— BEGIN Data provided —
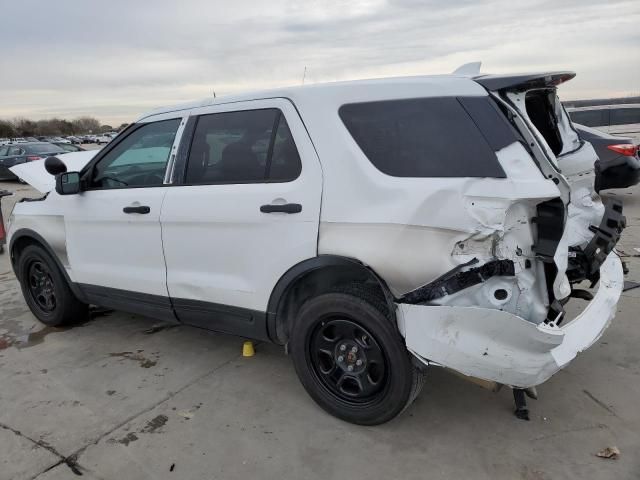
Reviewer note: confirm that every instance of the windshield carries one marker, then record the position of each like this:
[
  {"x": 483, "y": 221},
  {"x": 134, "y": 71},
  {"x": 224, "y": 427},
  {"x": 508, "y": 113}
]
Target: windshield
[{"x": 42, "y": 148}]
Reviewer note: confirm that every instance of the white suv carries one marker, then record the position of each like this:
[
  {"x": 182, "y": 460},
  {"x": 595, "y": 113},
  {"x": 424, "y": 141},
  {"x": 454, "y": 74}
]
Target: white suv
[{"x": 374, "y": 227}]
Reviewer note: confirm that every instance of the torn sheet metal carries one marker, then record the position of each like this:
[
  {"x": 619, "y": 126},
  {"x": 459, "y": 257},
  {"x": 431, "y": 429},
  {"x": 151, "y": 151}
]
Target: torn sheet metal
[
  {"x": 35, "y": 174},
  {"x": 499, "y": 346}
]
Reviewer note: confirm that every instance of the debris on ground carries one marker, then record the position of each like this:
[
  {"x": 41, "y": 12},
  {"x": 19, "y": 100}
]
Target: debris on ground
[{"x": 611, "y": 453}]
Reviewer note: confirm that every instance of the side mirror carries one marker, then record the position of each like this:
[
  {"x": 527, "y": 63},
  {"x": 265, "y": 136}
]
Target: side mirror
[
  {"x": 54, "y": 166},
  {"x": 68, "y": 183}
]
— END Data provided —
§ **Brief**: Reproduce all of the rows above word for word, leaving out the pictures.

§ **Response to the task**:
Reviewer note: confirm that every instance of the windshield carries one marker, then record the position of each like this:
[
  {"x": 483, "y": 221},
  {"x": 134, "y": 71},
  {"x": 224, "y": 427},
  {"x": 508, "y": 113}
]
Target: windshield
[{"x": 42, "y": 148}]
Reviewer note: confirm that every instance of the white suv carries one marker, then record the position of each like this:
[
  {"x": 182, "y": 460},
  {"x": 595, "y": 113},
  {"x": 424, "y": 141},
  {"x": 454, "y": 74}
]
Target: white suv
[{"x": 374, "y": 227}]
Reviewer note: confirm that every instance of the torn sheet metal carries one marker, then record the position of each like this:
[
  {"x": 619, "y": 126},
  {"x": 459, "y": 257},
  {"x": 431, "y": 429},
  {"x": 151, "y": 151}
]
Target: torn sheet metal
[
  {"x": 35, "y": 174},
  {"x": 499, "y": 346}
]
Reviewer note: confirm that every instance of the debris on ground carries one marker, then record the position of each like this:
[
  {"x": 41, "y": 12},
  {"x": 19, "y": 100}
]
Target: debris on ground
[{"x": 611, "y": 453}]
Reviewer note: confirm that every instance of the side mirror carries one marker, then record the position of each like this:
[
  {"x": 527, "y": 63},
  {"x": 265, "y": 136}
]
Target: side mirror
[
  {"x": 54, "y": 166},
  {"x": 68, "y": 183}
]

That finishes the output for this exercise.